## [Exercise instructions]
Any images in the records should be skipped; transcribe the rest exactly.

## [Supplied material]
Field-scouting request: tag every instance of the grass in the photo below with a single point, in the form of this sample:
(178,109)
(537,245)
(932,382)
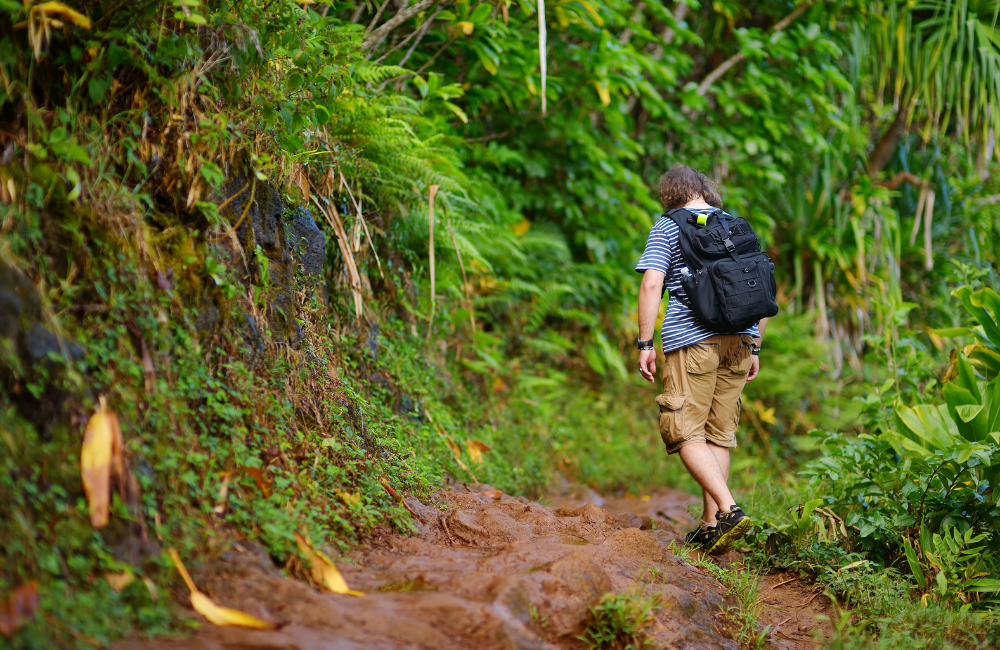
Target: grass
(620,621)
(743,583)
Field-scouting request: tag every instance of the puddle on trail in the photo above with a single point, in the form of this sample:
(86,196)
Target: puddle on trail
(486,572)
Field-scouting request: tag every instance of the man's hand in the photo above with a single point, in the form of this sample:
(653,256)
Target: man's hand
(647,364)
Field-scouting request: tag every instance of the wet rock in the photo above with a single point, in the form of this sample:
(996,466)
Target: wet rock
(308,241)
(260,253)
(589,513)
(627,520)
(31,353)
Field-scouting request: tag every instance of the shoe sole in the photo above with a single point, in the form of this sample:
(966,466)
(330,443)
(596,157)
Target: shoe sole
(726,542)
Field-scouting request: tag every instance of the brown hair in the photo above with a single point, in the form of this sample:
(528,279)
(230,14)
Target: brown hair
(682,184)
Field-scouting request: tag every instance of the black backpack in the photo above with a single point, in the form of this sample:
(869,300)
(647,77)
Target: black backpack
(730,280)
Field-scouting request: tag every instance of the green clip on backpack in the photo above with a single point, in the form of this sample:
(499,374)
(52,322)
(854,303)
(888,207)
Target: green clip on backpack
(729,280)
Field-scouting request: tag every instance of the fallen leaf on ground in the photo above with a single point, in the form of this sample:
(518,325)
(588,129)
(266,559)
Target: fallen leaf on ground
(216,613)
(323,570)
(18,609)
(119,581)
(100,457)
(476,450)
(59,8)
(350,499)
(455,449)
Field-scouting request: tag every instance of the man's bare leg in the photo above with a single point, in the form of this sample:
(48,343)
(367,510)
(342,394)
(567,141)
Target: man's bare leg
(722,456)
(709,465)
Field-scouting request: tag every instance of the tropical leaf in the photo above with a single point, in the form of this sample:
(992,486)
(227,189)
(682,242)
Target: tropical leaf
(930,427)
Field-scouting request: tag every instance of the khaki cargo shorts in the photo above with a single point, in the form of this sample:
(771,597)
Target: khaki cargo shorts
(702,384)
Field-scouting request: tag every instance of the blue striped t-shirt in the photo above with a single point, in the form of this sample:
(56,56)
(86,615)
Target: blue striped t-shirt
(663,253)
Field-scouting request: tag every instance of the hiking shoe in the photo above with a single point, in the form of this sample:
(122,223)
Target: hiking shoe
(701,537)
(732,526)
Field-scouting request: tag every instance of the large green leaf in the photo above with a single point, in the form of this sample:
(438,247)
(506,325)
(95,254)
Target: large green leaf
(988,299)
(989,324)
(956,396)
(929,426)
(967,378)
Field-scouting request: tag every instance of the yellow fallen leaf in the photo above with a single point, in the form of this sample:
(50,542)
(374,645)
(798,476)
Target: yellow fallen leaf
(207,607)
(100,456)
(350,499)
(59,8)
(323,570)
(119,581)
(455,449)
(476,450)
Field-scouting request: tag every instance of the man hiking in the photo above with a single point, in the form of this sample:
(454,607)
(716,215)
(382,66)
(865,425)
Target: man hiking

## [Response]
Field-scouting request: tag every instance of the grass in the photo below with a single point, in the form of this sample:
(178,109)
(537,245)
(932,382)
Target: grass
(620,621)
(743,583)
Field-scouting request: tag every instance of the puddle on trail in the photo above with a single point, in the form of this sample:
(86,196)
Target: puddle on trail
(486,572)
Field-scouting request: tag every instance of the man's hand in the photo above with a single point, in the form of this sample:
(653,256)
Target: man's hand
(647,364)
Field-scouting request: tag every instance of the wet rock in the photo above with a single point, in the form of this sample:
(996,466)
Target: wet rock
(308,241)
(260,253)
(589,513)
(627,520)
(31,353)
Field-scouting request: tag every instance of the shoe sole in the photo above with a single point, in the form of this sample:
(966,466)
(330,443)
(596,157)
Target: shoe sole
(726,542)
Field-scouting request: tag every instance of the brown hair in the photo above with a single point, in the form of this sample:
(528,279)
(230,14)
Target: brown hair
(682,184)
Field-scouting request: tag every instance of the black backpack in the photo above with a single point, in the form of this sample:
(869,300)
(647,77)
Target: black backpack
(730,280)
Field-scouting request: tag every instance of the green clip on backpack in the photo above with a single point, in the form of this sample:
(499,374)
(52,322)
(854,303)
(888,207)
Target: green clip on backpack
(729,280)
Field-scouting request: tag every instance of the fallen leaf on ground in the photo above with a single point, in the form of this sample:
(518,325)
(588,129)
(266,559)
Target: fallen leaf on ground
(216,613)
(323,570)
(18,609)
(119,581)
(100,457)
(476,450)
(59,8)
(350,499)
(455,449)
Field-scouting request: tag every instance of the man's bare leg in the photo above with a single point, in the form of this sample:
(48,343)
(367,510)
(342,394)
(567,141)
Target: man's bare leg
(722,456)
(709,465)
Field-scouting request: tag every instance of the tropical leaf in the photo above with a single point, in the form of this sample:
(992,486)
(227,189)
(682,242)
Target: tropical leaf
(930,427)
Field-scouting request: tag every instance of the khaki cargo shorts in the photo above with a single point, in the form of this sample:
(771,597)
Target: khaki cargo shorts
(702,384)
Field-scouting request: tag every instance of the blue striped t-shirt in the photo above with a single point, in the form of this sample:
(56,56)
(86,615)
Target: blue striped t-shirt
(663,253)
Field-scouting request: tag every instance of the hiking shoe in the photo above with a single point, in the form of this sample:
(122,223)
Target: hiking shoe
(701,537)
(732,526)
Field-scouting request: tag every instance of the large green leaf in the photo above with a single point, in the form of this sample:
(438,247)
(506,325)
(95,254)
Target: large green leaf
(988,299)
(989,324)
(956,396)
(929,426)
(967,378)
Field-scouting request: tag every instance of the yellow fallen leaf in the photo above with a single point, in the form of this sample:
(50,542)
(374,645)
(798,476)
Target: yellow fallen leaf
(207,607)
(100,456)
(350,499)
(59,8)
(323,570)
(119,581)
(455,449)
(476,450)
Field-scouting request: tag every instance of the man hiking in the photo above with a single point, in the form of this sample:
(454,607)
(716,215)
(382,66)
(865,425)
Target: man hiking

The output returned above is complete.